* Materials provided
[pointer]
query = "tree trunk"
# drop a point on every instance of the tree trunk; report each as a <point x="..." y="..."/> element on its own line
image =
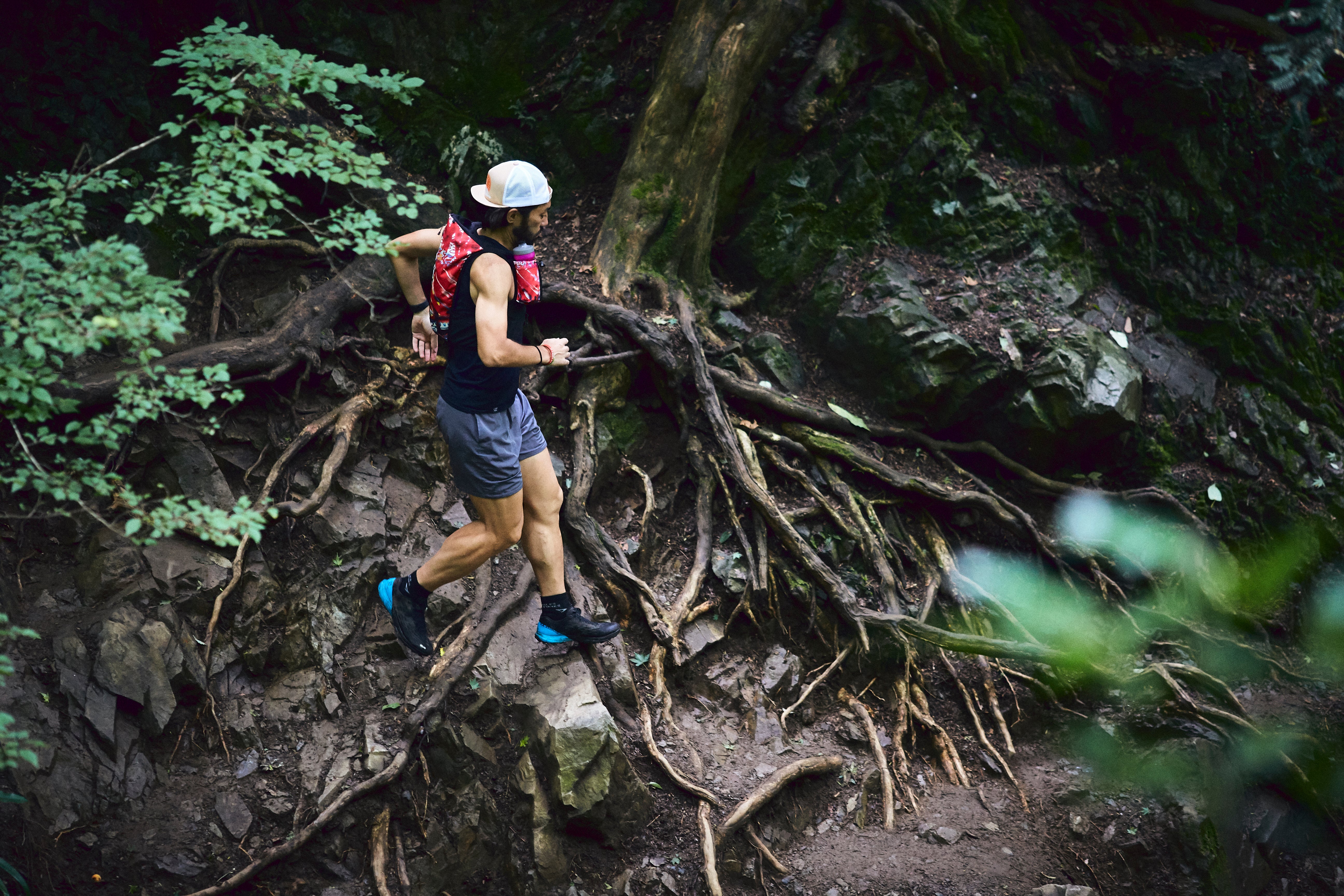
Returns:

* Exercise brief
Please write out all of the material above line for line, changing nothing, and leave the pictures out of your answer.

* Exercise result
[pointer]
query = "tree trunk"
# drop a point on every instance of the tree trunk; report each as a <point x="..." y="..."/> element on its own line
image =
Returns:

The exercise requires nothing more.